Text segment |

>>>

We were to be in Montreal for twelve days because we came to attend the jazz festival which runs for eleven days.
When I gazed at the street of our hotel I thought “Oh no, more drab grey and dirty beige anonymous office towers”.
The weather was also against us. Sombre skies settled in during the first few days of our stay and lingered. We had sporadic rain. When the rain ceased, it was humid and muggy. The sun was rare to show itself.
However, as the days passed my appreciation for the city grew.
On the first day, we visited the old town which I enjoyed - I do prefer old, historical buildings to most modern ones. The Royal Bank Building on Rue Dollard was sumptuous. These days, you can get good coffees there and lounge around enjoying the free wifi. Or, grab a pop up style office space for a mere $25 an hour (if that be your inclination).
The Musée d’Archéologie et d’Histoire Pointe-à-Callière covers the history of Montreal from the arrival of the Amerindians, and, takes you through the founding of the
city and beyond. It is built on the site of the original settlement. Two things I found out about this place I didn’t know before: Montreal is an island, and, in 1701 a significant peace treaty between the French and 40 First Nations of North America was signed. As their signatures, the First Nation’s representatives used marks which were pictographs of animals: deer, bear, frog, turtle, crane, fox, beaver etc. There is a very good, and, very detailed panoramic stained glass mural of this historic event by Nicholas Sollogoub in the museum.
The Basilique Notre-Dame is an example of a building whose exterior is somewhat bland but, once you step inside, a vast sky-blue gilded ceiling - featuring three rose windows - is breath-taking. There is much more to feast your eyes on inside this neo-Gothic beauty.
The Musée des Beaux-Arts has a vast collection. Any genre of art your heart desires can be found inside the labyrinthine layout of this gallery. We only discovered the building with all the Canadian art at the end - if I were to go back I would concentrate on this section.
As to food,
during our first few days we had a few highlights. First, the coffee is good – hooray! Secondly, the pastries are too – second hooray. A few recommendations: we were given a tip to try Casse Croute Wilensky at 34 Fairmount Ave West. This place opened in 1932 and hasn’t changed a bit. We tried the classic grilled beef salami and beef bologna sandwich with mustard on a kaiser roll. Don’t even try to say “no mustard thanks” or “please cut my sandwich in two”. A sign on the lurid green wall tells you that the sandwich always includes mustard and is NEVER cut! It reminded me of establishments in New York City of the 1980s. Towards the end of our stay we also feasted on a smoked meat sandwich at Schwartz on Rue St Laurence which Mark loved but I found a bit too meaty. We dined at two very good restaurants during our stay, Graziella and Milos which were excellent but not cheap.

<<<

Dataset rows |
>>>

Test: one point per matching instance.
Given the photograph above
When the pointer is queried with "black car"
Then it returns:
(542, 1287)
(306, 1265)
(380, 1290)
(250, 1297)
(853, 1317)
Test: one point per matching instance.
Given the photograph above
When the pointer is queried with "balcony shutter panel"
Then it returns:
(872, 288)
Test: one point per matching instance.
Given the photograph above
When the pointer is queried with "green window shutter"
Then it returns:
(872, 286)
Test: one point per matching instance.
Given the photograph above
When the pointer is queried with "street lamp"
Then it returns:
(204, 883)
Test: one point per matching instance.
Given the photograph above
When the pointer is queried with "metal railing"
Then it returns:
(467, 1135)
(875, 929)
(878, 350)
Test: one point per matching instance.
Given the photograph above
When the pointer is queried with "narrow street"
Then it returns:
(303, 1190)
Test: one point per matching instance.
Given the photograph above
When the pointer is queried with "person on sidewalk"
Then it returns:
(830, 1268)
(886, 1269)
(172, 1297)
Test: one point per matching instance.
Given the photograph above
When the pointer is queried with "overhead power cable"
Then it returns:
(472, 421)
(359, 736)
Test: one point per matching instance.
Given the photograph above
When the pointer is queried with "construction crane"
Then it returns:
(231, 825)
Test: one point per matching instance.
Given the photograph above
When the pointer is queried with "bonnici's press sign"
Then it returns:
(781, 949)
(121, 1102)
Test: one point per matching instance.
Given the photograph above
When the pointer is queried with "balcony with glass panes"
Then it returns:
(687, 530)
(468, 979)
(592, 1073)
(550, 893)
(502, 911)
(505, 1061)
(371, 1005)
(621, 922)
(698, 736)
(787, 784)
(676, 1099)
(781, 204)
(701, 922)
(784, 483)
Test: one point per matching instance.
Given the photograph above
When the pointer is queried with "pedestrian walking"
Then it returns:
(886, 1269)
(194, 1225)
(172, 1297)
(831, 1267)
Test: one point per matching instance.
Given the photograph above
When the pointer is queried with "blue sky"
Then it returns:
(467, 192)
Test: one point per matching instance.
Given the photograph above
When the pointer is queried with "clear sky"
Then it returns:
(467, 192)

<<<

Set of tasks |
**1)** Answer these from the Montreal travel account:
(a) For how many days does the jazz festival run?
(b) In what year was the peace treaty between the French and 40 First Nations of North America signed?
(c) At what address is Casse Croute Wilensky?
**2)** Count the lines of the records that contain the string "street". Reply with the number alone.

Problem solutions |
**1)**
(a) Eleven days.
(b) 1701.
(c) 34 Fairmount Ave West.

**2)** 2